--- Information provided Enclosed Below ---
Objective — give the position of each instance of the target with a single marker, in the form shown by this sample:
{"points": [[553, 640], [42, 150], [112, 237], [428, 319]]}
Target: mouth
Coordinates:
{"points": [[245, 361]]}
--- End of Enclosed Information provided ---
◆ What to work on: Reproduce every record in full, keeping each one exactly as it reads.

◆ Task answer:
Objective — give the position of each instance of the target with a single marker, in the form shown by this sample:
{"points": [[553, 640], [42, 150], [112, 237], [428, 319]]}
Target: mouth
Coordinates:
{"points": [[245, 361]]}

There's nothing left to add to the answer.